A memoir written by a 67-year-old grandpa to tell his children and grand children about his roots, his childhood in a little village in the Ecuadorian mountains, his difficult but productive years as a teenager, his struggle to overcome the hardships of poverty through hard work and sacrifice, and his success as a corporate executive.
Tuesday, March 9, 2010
A FULL TIME WORKER AT 14
This is the oldest photo of our family. It was shot in 1931. From left to right: Letty (5), Mom (24) and Lilita (2)
Mom and Letty sat quietly looking at each other and glancing toward me, without knowing what to say or what to do. I got up from between them and walked straight to my dad; I embraced him, and as I did so, I started to cry out loud as well. He embraced me strongly while he kept kissing on my head and on my ears, then he sat down in his chair and he sat me on his lap, just as he used to do when he wanted to feed me from his plate when I was about 5. We both cried for several minutes, then, he let me loose and said, his voice still mumbling, “son, I don’t know what we are going to do with you, I don’t know what’s ahead, but I want you to know I love you for what you are, not for what you could have been”, and continued: “we’ll have to see, we need to discuss this within the family and come up with a decision that is good for you”. Now, please show me those awards you’ve gotten from the school. C’mon son, go get them, I want to see them, I really need to see them!.
A decision about my future had to be taken very soon as my parents had soon to go back to Pallatanga and resume their villagers life. It was clear for all of us, my parents had no means to enroll me in a comparable school, but even worse than that, there were no comparable schools in Guayaquil, not even in the rest of the country, so, there was no way I could attend a school as good as the Seminary, but, it was clear for all in the family that I was going to continue my high school education. I just had this compelling idea imbued by my mother, that “the only way to walk up the ladder of society was through a good education”, and, of course, as to be expected, my mother was fully behind me. There were moments when my father had suggested I should go back to Pallatanga and become a farmer entering the agricultural trade, after all, his reasoning was, “we we are farmers, our forefathers and their forefathers have been farmers just as almost everybody in our place”. Besides, he reasoned, “I’ll be always behind him, not only parenting, but also tutoring him; he can surely be a great farmer”.

Data:
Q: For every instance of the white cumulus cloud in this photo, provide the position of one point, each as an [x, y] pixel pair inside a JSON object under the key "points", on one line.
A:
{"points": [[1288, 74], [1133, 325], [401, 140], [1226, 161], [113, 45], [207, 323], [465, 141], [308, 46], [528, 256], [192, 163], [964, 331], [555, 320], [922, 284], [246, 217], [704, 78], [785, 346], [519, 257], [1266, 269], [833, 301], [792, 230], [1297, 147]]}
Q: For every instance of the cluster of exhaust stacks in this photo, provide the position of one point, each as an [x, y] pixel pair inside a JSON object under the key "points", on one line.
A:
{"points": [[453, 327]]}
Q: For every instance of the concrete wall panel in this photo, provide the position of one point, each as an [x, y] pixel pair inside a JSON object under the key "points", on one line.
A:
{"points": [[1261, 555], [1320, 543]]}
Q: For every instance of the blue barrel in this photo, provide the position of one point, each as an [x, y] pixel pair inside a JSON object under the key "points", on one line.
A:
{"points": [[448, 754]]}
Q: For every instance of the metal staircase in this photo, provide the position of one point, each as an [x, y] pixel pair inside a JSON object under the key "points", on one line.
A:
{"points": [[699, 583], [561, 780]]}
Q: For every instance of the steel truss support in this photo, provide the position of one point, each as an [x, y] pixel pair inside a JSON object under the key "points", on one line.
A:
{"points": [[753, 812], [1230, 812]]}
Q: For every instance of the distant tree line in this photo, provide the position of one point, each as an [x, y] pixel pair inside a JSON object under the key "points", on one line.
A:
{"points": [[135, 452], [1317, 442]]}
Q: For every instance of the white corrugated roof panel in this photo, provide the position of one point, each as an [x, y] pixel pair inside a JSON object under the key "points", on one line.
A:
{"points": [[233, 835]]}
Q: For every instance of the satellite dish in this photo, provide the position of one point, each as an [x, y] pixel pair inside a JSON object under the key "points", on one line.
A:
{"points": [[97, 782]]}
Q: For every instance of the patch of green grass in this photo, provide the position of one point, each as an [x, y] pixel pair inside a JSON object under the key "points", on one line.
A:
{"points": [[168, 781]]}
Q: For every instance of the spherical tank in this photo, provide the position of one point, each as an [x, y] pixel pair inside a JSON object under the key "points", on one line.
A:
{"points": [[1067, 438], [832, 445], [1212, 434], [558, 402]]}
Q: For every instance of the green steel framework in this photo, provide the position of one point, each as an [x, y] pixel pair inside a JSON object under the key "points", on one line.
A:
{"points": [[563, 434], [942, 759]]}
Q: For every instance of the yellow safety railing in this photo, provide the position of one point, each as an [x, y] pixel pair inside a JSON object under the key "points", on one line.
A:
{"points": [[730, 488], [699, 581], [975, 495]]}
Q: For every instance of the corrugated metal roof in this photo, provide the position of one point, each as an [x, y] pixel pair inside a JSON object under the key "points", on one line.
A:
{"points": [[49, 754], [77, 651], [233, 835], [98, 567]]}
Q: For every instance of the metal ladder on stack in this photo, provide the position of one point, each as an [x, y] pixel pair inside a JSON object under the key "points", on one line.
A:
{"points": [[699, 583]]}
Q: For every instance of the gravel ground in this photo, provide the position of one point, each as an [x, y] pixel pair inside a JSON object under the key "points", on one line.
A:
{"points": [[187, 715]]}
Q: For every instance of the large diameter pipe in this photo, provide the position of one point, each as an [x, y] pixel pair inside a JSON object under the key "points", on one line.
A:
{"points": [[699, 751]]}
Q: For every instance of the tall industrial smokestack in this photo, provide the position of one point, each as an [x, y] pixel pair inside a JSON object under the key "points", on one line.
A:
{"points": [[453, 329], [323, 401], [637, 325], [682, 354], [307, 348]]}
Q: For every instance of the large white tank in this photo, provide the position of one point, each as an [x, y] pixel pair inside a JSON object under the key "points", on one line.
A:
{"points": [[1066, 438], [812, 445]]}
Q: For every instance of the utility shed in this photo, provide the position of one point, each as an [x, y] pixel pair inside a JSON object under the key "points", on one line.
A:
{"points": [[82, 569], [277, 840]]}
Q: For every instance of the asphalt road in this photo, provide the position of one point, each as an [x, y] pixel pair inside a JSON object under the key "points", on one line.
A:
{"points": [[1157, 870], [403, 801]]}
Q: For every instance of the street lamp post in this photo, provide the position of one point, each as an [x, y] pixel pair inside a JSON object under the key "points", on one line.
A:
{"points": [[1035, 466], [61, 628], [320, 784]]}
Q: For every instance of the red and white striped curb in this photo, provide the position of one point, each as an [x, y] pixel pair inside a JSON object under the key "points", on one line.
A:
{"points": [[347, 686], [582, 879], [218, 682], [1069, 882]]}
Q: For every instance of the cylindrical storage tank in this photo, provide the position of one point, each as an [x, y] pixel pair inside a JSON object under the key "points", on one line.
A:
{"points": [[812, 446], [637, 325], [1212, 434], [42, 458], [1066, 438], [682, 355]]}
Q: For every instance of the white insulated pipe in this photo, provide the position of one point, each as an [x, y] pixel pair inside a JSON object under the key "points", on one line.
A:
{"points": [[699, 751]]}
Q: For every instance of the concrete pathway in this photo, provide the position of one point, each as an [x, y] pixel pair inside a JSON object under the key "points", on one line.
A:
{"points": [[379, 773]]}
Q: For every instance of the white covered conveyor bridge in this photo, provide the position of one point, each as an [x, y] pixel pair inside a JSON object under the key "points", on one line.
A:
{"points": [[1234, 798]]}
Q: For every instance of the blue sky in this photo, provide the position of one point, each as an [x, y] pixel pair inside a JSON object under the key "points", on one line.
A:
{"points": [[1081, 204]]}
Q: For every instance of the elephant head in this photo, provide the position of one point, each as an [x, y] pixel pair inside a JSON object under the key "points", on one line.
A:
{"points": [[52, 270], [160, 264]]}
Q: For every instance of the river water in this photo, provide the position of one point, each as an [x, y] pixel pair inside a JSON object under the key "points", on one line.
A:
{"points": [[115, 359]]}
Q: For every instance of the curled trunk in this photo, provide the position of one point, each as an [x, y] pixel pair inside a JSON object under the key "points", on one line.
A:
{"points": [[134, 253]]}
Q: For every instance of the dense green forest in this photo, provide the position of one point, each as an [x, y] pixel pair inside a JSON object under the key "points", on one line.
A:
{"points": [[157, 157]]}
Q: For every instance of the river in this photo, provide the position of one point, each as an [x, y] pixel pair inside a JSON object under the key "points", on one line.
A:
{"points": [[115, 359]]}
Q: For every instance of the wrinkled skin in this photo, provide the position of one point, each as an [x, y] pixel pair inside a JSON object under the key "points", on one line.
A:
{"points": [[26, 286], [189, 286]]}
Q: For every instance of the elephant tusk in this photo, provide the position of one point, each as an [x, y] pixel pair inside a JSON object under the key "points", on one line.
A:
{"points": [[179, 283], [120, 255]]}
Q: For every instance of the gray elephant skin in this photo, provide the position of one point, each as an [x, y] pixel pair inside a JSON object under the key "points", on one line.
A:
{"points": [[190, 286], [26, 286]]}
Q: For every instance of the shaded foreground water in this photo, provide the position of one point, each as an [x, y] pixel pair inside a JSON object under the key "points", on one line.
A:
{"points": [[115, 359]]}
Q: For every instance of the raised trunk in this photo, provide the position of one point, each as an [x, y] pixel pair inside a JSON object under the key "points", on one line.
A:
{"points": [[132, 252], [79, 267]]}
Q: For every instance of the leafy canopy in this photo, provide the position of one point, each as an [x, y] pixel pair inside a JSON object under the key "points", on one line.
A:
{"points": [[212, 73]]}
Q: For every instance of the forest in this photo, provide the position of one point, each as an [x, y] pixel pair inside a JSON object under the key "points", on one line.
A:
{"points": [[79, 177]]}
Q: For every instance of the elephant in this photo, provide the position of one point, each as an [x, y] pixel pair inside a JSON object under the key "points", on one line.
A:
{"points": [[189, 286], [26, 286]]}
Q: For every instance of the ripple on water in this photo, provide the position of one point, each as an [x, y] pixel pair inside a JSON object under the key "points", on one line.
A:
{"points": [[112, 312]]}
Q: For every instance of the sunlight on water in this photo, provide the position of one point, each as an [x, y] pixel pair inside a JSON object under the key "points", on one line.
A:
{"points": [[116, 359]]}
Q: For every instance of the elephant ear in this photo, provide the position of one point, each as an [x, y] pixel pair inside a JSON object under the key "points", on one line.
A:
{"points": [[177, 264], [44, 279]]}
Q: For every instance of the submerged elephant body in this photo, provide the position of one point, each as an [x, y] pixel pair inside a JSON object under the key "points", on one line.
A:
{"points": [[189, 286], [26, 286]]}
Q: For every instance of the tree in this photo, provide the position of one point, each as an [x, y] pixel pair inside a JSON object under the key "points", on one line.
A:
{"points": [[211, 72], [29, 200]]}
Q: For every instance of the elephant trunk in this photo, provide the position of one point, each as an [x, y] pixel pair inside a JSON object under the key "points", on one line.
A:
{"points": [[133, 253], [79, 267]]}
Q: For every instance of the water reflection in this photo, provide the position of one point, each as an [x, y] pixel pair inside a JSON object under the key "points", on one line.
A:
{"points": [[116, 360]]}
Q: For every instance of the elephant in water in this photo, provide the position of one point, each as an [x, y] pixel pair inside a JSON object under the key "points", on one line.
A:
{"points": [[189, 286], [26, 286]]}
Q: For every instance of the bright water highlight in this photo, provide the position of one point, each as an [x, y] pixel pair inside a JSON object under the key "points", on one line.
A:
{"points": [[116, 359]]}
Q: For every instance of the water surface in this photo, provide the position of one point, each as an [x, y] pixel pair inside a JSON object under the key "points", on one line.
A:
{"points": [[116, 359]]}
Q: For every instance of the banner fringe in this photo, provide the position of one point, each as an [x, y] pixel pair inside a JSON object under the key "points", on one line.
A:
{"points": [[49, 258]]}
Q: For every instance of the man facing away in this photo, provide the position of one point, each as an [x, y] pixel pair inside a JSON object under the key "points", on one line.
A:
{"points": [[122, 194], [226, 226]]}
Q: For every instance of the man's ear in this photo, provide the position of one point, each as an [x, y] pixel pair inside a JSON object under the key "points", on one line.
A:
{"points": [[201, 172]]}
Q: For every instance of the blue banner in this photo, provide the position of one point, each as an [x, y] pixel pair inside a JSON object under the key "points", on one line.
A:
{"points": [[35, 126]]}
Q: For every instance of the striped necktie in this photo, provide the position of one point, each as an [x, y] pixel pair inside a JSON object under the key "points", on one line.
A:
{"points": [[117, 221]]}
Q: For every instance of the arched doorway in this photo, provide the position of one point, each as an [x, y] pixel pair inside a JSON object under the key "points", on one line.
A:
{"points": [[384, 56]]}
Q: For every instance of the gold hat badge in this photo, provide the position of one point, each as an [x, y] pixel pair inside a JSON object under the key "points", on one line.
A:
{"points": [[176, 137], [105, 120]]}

What you are asked to do: Pull out the memoir passage that opens with the words containing "A memoir written" and closes with "and Lilita (2)", copied word for word. The data were taken from a different source than the memoir.

Result for this task:
A memoir written by a 67-year-old grandpa to tell his children and grand children about his roots, his childhood in a little village in the Ecuadorian mountains, his difficult but productive years as a teenager, his struggle to overcome the hardships of poverty through hard work and sacrifice, and his success as a corporate executive.
Tuesday, March 9, 2010
A FULL TIME WORKER AT 14
This is the oldest photo of our family. It was shot in 1931. From left to right: Letty (5), Mom (24) and Lilita (2)